Requirement
Locate every line in the entries below that contains the word "white", and copy each of those lines in full.

Data shown
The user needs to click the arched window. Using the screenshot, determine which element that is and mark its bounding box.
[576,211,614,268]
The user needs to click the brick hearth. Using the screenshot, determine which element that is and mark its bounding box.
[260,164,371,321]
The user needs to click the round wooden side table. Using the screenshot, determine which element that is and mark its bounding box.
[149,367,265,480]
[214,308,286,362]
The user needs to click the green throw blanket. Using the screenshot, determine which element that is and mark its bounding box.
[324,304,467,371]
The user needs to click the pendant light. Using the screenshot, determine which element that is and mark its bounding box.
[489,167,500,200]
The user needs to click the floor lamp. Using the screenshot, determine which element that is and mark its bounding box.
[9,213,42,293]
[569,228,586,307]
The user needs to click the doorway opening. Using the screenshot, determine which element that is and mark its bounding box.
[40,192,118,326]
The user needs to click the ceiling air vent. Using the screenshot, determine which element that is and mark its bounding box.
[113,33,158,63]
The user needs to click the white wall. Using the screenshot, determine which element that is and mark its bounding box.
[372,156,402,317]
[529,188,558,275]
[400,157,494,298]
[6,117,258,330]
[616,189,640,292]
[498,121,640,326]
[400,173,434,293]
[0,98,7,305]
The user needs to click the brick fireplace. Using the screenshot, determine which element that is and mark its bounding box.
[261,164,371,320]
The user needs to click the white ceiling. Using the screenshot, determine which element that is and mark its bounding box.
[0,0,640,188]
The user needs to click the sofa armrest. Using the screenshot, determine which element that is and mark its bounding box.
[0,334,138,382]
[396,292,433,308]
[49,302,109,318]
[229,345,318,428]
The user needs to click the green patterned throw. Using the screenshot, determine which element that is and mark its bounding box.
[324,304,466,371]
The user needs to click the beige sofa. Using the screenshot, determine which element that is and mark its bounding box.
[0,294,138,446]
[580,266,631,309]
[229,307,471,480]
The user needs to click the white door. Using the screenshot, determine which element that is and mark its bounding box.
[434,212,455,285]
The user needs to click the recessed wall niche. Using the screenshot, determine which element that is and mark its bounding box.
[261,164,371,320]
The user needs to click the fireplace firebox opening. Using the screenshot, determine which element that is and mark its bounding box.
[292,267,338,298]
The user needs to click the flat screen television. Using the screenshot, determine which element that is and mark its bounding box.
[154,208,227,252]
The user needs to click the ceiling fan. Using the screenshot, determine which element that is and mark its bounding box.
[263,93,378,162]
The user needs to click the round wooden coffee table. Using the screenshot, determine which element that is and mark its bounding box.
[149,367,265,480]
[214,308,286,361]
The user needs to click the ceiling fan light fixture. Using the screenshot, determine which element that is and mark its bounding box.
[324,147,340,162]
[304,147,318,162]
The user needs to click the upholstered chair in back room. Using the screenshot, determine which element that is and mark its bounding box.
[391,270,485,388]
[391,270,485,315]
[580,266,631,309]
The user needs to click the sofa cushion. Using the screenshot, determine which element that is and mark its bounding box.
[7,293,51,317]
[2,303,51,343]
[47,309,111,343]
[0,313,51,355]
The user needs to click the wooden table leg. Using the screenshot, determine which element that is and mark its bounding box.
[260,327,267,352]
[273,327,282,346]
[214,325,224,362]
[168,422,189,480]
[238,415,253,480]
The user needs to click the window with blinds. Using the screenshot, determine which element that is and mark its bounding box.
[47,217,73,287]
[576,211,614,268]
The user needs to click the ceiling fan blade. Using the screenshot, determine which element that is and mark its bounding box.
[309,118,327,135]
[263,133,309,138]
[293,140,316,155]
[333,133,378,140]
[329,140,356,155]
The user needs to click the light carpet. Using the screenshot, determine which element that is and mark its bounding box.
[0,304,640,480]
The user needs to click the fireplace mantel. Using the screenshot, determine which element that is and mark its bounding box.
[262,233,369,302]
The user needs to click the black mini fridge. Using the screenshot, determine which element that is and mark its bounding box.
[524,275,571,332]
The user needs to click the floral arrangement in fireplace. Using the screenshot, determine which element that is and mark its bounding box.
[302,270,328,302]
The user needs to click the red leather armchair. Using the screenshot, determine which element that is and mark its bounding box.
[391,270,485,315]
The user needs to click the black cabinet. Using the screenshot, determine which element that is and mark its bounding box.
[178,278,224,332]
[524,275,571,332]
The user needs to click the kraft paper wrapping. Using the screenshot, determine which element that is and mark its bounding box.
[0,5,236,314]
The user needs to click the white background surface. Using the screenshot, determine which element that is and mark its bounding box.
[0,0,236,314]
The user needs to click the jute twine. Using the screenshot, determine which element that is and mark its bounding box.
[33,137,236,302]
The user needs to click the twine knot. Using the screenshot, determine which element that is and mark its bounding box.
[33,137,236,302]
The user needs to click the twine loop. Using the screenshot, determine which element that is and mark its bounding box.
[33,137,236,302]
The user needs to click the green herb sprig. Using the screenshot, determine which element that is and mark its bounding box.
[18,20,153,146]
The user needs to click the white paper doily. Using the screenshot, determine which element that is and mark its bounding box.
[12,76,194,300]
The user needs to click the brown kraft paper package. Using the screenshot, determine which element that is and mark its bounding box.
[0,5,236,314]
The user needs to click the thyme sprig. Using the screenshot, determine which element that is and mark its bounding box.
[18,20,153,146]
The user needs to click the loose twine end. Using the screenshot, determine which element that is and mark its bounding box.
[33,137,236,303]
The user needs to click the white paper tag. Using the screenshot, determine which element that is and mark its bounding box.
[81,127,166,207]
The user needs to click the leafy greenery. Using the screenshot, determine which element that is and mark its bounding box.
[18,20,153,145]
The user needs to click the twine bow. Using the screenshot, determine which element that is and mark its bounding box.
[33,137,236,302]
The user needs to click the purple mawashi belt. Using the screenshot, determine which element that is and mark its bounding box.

Reply to the exercise
The user needs to click the white wall. Using the screenshot, determine which element that is and mark its bounding box.
The user needs to click the white ceiling. Using the screenshot, determine which element that is and mark its bounding box.
The user needs to click the white door. Using the screenshot, determine which element that is and mark its bounding box.
The user needs to click the white background surface. Using the screenshot, determine which element that is and mark its bounding box.
The user needs to click the white paper doily. Using the screenshot, determine which element that is and mark its bounding box.
The user needs to click the white paper tag. Using the screenshot, determine which element that is and mark its bounding box.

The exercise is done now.